> [Passage for review]
Estimation of total flavonoid content

Standard solution of Quercetin at the concentrations of 20, 40, 60, 80 and 100 μg/ml was prepared. The total flavonoid content in each extracted sample was measured following the colorimetric method using a spectrophotometer. 500 μl of each plant extract was mixed with 2 ml of distilled water. 0.15 ml of 5% NaNO2 was added to each tube. 0.15 ml of AlCl3 was added after 5 minutes and 1 ml of 1 N NaOH was added after 6 minutes. The mixture was then made up to 3 ml using 1.2 ml of distilled water. (The flavones and the flavonols, if present in the samples form acid labile complexes using their C-3 and C-5 hydroxyl groups or C4 keto group with Aluminium chloride. Other groups including ortho-dihydroxylgroups of the A or B ring of flavonoids also tend to form complexes with Aluminium chloride). The coloured complexes were spectrometrically measured for their absorbance at 510 nm. following the procedure stated by Kalita et al. [3]. The mixture was shaken thoroughly and the absorbance was read at 510 nm. The results were expressed as mg Quercetin equivalents per 10 g of sample as per the procedure followed by Manukumar et al. [4].

> [Provided material]
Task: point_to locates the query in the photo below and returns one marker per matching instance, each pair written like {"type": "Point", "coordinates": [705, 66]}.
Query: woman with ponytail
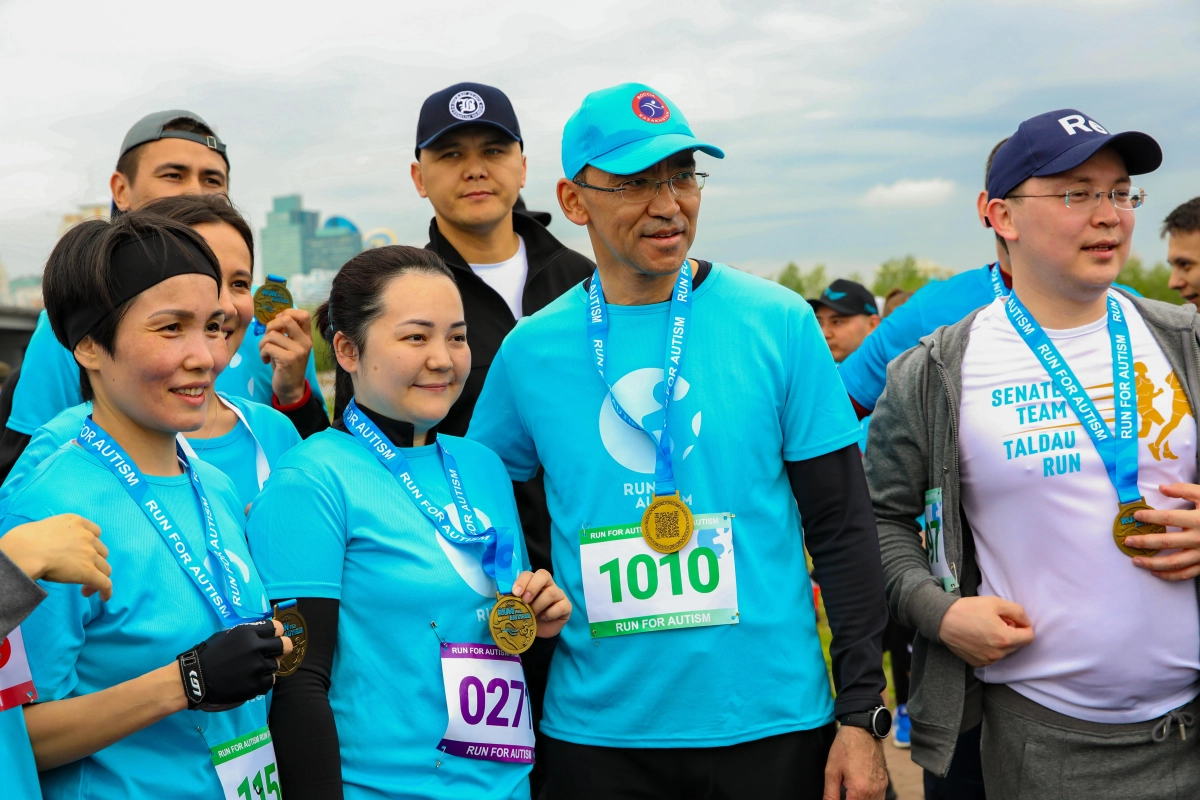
{"type": "Point", "coordinates": [405, 549]}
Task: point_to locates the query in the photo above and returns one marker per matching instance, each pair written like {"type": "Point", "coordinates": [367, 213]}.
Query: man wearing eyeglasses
{"type": "Point", "coordinates": [1031, 437]}
{"type": "Point", "coordinates": [688, 416]}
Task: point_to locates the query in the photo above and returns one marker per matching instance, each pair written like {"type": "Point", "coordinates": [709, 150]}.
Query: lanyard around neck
{"type": "Point", "coordinates": [499, 559]}
{"type": "Point", "coordinates": [225, 596]}
{"type": "Point", "coordinates": [677, 343]}
{"type": "Point", "coordinates": [1119, 447]}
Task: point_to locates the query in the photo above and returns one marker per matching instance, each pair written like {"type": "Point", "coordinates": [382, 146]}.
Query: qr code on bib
{"type": "Point", "coordinates": [666, 524]}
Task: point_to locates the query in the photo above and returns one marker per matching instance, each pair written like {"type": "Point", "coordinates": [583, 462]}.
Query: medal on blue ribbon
{"type": "Point", "coordinates": [666, 522]}
{"type": "Point", "coordinates": [1117, 447]}
{"type": "Point", "coordinates": [511, 623]}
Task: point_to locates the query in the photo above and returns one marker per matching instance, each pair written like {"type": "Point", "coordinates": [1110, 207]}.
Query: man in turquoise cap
{"type": "Point", "coordinates": [688, 417]}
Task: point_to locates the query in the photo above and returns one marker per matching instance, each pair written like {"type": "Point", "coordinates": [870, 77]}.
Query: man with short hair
{"type": "Point", "coordinates": [684, 413]}
{"type": "Point", "coordinates": [166, 154]}
{"type": "Point", "coordinates": [1041, 602]}
{"type": "Point", "coordinates": [1182, 232]}
{"type": "Point", "coordinates": [471, 166]}
{"type": "Point", "coordinates": [846, 313]}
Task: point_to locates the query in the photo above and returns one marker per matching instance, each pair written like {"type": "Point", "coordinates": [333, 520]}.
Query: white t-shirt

> [Work to complete] In the text on estimating total flavonoid content, at what wavelength was the absorbance of the colored complexes measured?

> [Reply to the exercise] 510 nm